━━ DATA PROVIDED
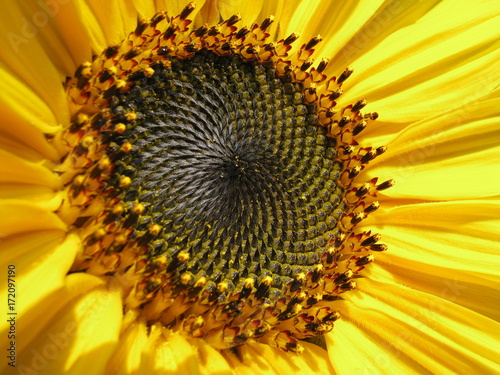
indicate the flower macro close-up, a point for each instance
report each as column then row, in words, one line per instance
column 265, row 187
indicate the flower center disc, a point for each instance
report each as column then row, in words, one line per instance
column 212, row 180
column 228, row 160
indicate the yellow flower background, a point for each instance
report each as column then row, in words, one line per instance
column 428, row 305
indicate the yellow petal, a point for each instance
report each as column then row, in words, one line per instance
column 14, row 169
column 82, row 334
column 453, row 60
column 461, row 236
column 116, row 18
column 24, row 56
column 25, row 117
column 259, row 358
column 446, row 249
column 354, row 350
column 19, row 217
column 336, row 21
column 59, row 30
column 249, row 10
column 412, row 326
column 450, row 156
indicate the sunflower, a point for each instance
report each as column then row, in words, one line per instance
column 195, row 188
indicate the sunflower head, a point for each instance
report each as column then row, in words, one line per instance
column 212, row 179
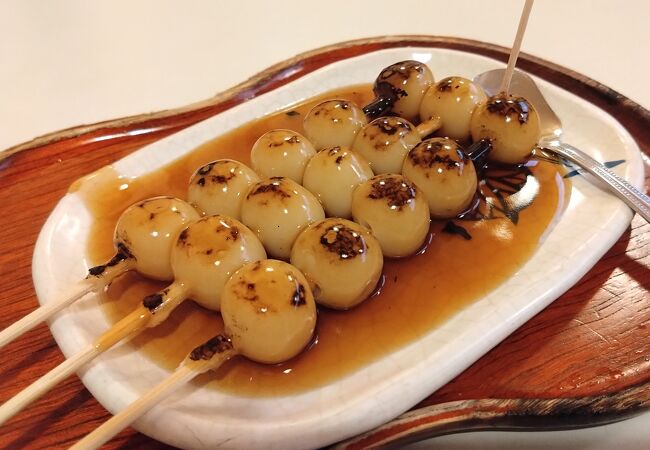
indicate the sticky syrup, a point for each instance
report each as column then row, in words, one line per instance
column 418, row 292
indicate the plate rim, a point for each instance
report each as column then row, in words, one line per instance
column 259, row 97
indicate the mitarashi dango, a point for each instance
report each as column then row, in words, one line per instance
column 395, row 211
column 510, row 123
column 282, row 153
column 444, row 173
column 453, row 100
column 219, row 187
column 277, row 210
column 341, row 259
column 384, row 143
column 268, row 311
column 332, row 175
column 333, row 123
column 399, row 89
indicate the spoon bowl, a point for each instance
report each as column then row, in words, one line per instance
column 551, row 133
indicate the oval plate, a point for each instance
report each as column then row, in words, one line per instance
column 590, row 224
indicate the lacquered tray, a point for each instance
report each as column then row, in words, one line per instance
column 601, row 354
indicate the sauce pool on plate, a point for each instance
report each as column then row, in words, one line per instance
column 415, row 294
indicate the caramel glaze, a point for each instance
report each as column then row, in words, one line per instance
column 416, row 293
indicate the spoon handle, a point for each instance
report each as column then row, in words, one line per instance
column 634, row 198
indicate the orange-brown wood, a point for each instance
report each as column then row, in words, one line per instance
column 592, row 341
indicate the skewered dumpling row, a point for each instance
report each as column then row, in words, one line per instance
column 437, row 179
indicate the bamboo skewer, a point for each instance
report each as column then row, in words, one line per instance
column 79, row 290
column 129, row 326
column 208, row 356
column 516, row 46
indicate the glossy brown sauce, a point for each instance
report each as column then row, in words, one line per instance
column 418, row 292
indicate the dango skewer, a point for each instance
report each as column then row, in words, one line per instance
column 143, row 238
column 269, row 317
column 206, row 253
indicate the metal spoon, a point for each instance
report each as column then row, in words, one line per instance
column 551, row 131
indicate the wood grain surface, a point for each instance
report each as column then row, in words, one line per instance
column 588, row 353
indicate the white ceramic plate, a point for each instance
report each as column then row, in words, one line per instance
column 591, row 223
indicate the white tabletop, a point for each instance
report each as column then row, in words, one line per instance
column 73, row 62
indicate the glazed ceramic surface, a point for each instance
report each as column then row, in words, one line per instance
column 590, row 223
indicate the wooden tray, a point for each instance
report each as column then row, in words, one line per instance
━━━━
▶ **TASK REQUIREMENTS**: Write out the entries again, word for word. No images.

▶ **OUTPUT OF THE EXERCISE**:
indicate the flower macro close-up, a point for each instance
report each as column then row, in words, one line per instance
column 265, row 187
indicate the flower center disc, a point for each instance
report each as column then row, in words, one line per instance
column 212, row 180
column 228, row 160
indicate the yellow flower background, a point for each instance
report each as column then row, in words, one line per instance
column 428, row 305
indicate the yellow petal, a point for each instance
report each as column then row, in words, one line per instance
column 14, row 169
column 82, row 334
column 453, row 60
column 461, row 236
column 116, row 18
column 24, row 56
column 25, row 117
column 259, row 358
column 446, row 249
column 354, row 350
column 19, row 217
column 336, row 21
column 59, row 30
column 249, row 10
column 412, row 326
column 450, row 156
indicate the sunflower, a point for each instance
report each as column then row, in words, one line per instance
column 195, row 188
indicate the sunflower head, a point for each instance
report each as column then row, in words, one line per instance
column 212, row 179
indicate the sticky syrup, a point for each instance
report each as column then row, in words, one line per instance
column 418, row 292
indicate the plate rim, a point for each instance
report each as column then row, in words, one line per instance
column 259, row 97
indicate the mitarashi dango, a point for each instance
report each as column then row, in words, one line per instance
column 395, row 211
column 510, row 123
column 282, row 153
column 444, row 173
column 453, row 100
column 219, row 187
column 277, row 210
column 341, row 259
column 384, row 143
column 268, row 311
column 332, row 175
column 333, row 123
column 399, row 89
indicate the spoon bowl, a point for each instance
report each as column then row, in words, one line per instance
column 551, row 133
indicate the oval plate, a point for each instance
report each as column then row, in words, one line per instance
column 590, row 224
indicate the lacquered tray, a point for each instance
report each as column then row, in words, one line per instance
column 601, row 354
indicate the sauce pool on plate, a point for each instance
report each as column then row, in words, one line per instance
column 415, row 294
indicate the caramel glaze, a point for each instance
report each as column then row, in words, one line per instance
column 416, row 293
indicate the spoon handle, a point for each instance
report each as column then row, in words, one line per instance
column 634, row 198
indicate the orange-brown wood, a point for each instance
report each as column then row, in words, one line per instance
column 592, row 341
indicate the skewered dumpling row, a point for each instance
report each as column then row, in words, one line per instance
column 437, row 179
indicate the bamboo skewer, a point for each instance
report each as column then row, in words, one line per instance
column 79, row 290
column 129, row 326
column 208, row 356
column 516, row 46
indicate the glossy brown sauce, a point for each instance
report each as column then row, in words, one line per instance
column 418, row 292
indicate the dango skewer, a point for each instance
report each as column then row, in words, one line per instance
column 143, row 238
column 269, row 317
column 206, row 253
indicate the metal spoon, a point for each instance
report each as column then row, in words, one line per instance
column 551, row 131
indicate the wood grain surface, a point for each instance
report each as column then row, in words, one line per instance
column 588, row 353
indicate the white ceramic plate, a point for each instance
report each as column then row, in words, one line per instance
column 591, row 223
indicate the white tabletop, a point for each instance
report each as column then row, in words, one line per instance
column 73, row 62
indicate the glazed ceramic surface, a point for each instance
report each as column then row, in words, one line per instance
column 590, row 223
indicate the wooden tray, a point for each instance
report each as column then row, in words, one line per instance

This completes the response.